* _TUGAS SINGKAT A_:
Menurut teks di bawah ini, keadilan diminta mengalir seperti apa?

* _TEKS YANG DIBERIKAN_:
◆ ◆ ◆

Orang Israel purba juga menghadapi masalah yang sama, kehidupan beragama mereka berjalan seperti biasa-biasa saja sehingga menjadi sia-sia dan tidak berterima bagi Tuhan. "Aku benci dan muak melihat perayaan-perayaan agamamu! Kalau kamu membawa kurban bakaran dan kurban gandum, Aku tidak akan menerimanya..." Allah berkata dengan tegas seraya melanjutkan, "Hentikan nyanyian-nyanyianmu yang membisingkan itu; Aku tak mau mendengarkan permainan kecapimu. Lebih baik, berusahalah supaya keadilan mengalir seperti air, dan kejujuran seperti sungai yang tak pernah kering" (Am. 5:21-24, BIMK; huruf miring ditambahkan).

Beragama adalah hal yang serius dan tidak dapat dijalankan secara basa-basi. Menjalankan kehidupan beragama yang serius berarti menghidupkan setiap doktrin agama secara benar. Dengan mengamalkan ajaran-ajaran agama dengan sungguh-sungguh maka kehidupan kita akan dipengaruhi secara positif, antara lain tercermin dalam hubungan kita dengan orang lain. "Amos berkhotbah bahwa Allah memandang rendah tatacara agama yang kosong dari formalisme yang mati bangsa itu, dan Dia menyerukan kepada mereka untuk berubah. Tuhan tidak senang dengan bentuk-bentuk perbaktian lahiriah dan kosong yang dipersembahkan kepada-Nya oleh orang-orang yang pada waktu yang sama menindas orang-orang lain demi keuntungan pribadi" [alinea kedua: kalimat ketiga dan keempat].

◆ ◆ ◆

* _TUGAS SINGKAT B_:
Sebutkan jumlah baris pada entri di bawah yang memuat kata "green". Tulis angkanya saja.

◆ ◆ ◆

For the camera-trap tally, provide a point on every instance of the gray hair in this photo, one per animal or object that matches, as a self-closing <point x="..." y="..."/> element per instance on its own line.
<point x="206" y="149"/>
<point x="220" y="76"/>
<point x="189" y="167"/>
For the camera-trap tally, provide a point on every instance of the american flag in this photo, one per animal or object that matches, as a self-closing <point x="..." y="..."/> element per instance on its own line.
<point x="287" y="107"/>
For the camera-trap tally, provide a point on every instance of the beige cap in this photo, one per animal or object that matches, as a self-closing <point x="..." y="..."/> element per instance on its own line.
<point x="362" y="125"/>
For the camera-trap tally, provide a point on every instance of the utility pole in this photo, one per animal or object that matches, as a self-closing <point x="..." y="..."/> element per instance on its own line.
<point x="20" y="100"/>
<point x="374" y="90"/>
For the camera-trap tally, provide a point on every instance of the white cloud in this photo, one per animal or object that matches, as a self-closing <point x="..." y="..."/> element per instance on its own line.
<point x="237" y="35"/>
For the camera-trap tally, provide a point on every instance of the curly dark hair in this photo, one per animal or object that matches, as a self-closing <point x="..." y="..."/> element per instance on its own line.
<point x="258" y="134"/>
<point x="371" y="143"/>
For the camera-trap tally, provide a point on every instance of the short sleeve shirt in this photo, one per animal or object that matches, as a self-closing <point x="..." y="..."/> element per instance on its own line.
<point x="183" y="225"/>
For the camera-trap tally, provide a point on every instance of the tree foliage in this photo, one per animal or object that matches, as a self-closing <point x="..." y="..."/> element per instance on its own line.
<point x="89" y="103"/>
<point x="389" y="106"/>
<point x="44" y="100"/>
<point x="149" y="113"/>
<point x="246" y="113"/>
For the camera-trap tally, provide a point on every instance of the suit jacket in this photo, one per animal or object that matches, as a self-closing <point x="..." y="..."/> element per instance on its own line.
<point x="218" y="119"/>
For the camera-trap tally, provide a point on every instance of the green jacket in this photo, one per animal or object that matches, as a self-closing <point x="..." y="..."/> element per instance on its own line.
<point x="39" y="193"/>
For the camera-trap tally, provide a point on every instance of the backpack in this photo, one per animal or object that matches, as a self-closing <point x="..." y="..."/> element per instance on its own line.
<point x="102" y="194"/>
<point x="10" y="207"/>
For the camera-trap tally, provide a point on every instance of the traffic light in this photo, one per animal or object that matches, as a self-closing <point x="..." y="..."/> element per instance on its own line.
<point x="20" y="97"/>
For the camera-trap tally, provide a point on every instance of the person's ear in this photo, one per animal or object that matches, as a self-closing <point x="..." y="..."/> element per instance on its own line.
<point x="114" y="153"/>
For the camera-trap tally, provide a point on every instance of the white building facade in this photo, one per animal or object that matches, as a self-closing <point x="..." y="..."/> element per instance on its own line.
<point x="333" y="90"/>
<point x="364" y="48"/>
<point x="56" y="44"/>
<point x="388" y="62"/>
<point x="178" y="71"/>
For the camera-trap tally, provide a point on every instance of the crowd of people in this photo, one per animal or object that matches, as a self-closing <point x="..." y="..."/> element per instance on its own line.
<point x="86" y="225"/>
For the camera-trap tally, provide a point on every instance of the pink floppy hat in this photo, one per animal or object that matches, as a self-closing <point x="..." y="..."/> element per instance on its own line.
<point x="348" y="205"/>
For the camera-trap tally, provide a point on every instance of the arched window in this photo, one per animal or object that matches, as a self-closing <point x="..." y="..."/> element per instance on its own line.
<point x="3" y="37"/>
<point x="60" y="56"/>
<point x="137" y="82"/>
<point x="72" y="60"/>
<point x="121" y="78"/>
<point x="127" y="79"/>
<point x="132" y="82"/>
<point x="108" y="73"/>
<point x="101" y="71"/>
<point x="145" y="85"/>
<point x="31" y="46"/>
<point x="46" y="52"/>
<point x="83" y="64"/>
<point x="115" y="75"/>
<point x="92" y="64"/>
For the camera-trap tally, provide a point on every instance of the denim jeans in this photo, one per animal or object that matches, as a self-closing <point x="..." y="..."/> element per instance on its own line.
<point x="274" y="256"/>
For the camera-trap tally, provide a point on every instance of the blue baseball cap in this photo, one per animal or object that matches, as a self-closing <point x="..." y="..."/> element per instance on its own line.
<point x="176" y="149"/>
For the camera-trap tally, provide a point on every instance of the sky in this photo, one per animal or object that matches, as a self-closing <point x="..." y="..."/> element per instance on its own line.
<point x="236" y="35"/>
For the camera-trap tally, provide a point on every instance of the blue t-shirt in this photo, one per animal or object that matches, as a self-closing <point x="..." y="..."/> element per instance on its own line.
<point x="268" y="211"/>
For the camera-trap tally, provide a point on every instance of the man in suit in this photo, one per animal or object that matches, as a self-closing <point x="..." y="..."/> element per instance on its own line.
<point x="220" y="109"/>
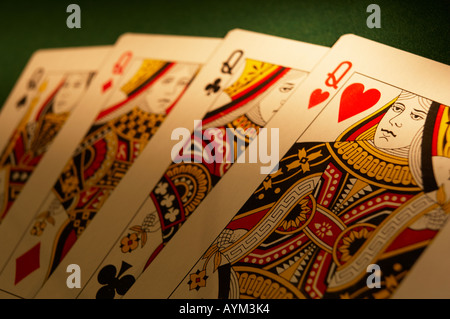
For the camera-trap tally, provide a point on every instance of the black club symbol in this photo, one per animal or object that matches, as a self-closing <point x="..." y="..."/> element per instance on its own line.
<point x="107" y="276"/>
<point x="213" y="87"/>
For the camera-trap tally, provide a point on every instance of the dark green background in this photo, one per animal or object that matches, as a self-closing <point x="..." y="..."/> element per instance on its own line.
<point x="420" y="27"/>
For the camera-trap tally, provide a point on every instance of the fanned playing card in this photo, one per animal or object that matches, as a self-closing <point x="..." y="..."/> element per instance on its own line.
<point x="247" y="80"/>
<point x="47" y="92"/>
<point x="135" y="91"/>
<point x="356" y="198"/>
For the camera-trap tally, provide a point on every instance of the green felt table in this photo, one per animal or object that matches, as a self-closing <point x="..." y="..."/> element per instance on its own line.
<point x="420" y="27"/>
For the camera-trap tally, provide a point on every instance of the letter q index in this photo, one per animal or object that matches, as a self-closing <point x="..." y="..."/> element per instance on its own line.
<point x="74" y="19"/>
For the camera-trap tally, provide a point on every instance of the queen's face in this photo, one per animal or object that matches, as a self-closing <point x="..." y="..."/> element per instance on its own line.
<point x="166" y="89"/>
<point x="70" y="92"/>
<point x="400" y="124"/>
<point x="279" y="94"/>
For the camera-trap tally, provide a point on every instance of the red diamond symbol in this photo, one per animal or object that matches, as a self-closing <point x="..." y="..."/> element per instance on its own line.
<point x="27" y="263"/>
<point x="107" y="85"/>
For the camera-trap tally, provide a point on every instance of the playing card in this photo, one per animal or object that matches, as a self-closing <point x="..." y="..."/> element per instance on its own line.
<point x="135" y="91"/>
<point x="356" y="199"/>
<point x="42" y="100"/>
<point x="245" y="82"/>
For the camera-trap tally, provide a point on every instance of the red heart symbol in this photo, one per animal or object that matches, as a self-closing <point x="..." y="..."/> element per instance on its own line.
<point x="317" y="96"/>
<point x="107" y="85"/>
<point x="354" y="100"/>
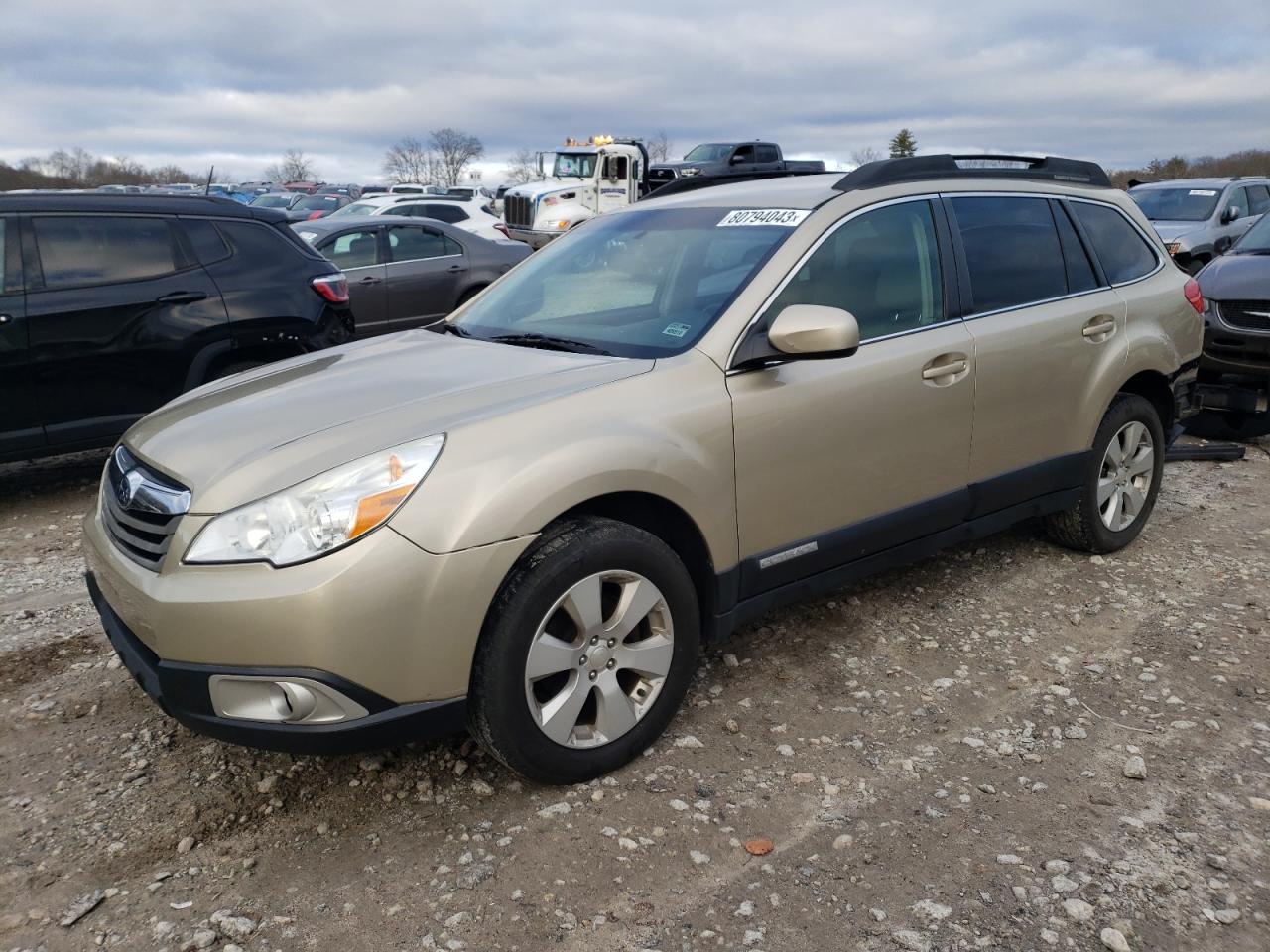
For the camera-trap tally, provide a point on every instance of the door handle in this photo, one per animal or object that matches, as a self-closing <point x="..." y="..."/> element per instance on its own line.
<point x="182" y="298"/>
<point x="945" y="366"/>
<point x="1098" y="329"/>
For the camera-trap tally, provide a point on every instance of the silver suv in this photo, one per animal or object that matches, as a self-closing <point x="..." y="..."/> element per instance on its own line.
<point x="665" y="424"/>
<point x="1201" y="218"/>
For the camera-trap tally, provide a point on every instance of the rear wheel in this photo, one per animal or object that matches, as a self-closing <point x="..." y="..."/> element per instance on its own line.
<point x="1121" y="483"/>
<point x="587" y="653"/>
<point x="1215" y="424"/>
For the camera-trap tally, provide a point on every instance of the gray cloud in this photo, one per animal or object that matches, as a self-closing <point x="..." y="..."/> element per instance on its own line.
<point x="236" y="82"/>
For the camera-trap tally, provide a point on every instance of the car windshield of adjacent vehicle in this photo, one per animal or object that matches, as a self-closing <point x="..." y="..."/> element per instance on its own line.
<point x="576" y="166"/>
<point x="645" y="284"/>
<point x="708" y="153"/>
<point x="275" y="200"/>
<point x="1256" y="240"/>
<point x="317" y="203"/>
<point x="1176" y="203"/>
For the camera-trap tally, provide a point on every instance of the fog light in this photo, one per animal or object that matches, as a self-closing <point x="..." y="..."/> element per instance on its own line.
<point x="280" y="699"/>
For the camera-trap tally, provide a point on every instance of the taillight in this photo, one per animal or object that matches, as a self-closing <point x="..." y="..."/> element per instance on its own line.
<point x="1193" y="295"/>
<point x="333" y="287"/>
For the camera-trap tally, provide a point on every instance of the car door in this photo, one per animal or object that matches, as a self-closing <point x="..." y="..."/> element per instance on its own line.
<point x="842" y="458"/>
<point x="426" y="272"/>
<point x="1049" y="335"/>
<point x="357" y="253"/>
<point x="117" y="315"/>
<point x="19" y="420"/>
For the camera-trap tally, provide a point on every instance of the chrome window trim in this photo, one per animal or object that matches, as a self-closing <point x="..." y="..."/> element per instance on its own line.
<point x="812" y="250"/>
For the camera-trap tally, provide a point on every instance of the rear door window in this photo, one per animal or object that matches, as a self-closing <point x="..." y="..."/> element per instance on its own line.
<point x="357" y="249"/>
<point x="103" y="249"/>
<point x="1123" y="253"/>
<point x="413" y="244"/>
<point x="1012" y="252"/>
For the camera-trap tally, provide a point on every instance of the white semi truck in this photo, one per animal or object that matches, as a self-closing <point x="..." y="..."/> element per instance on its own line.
<point x="585" y="179"/>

◆ ◆ ◆

* _JAWABAN AKHIR A_:
Seperti air.

* _JAWABAN AKHIR B_:
3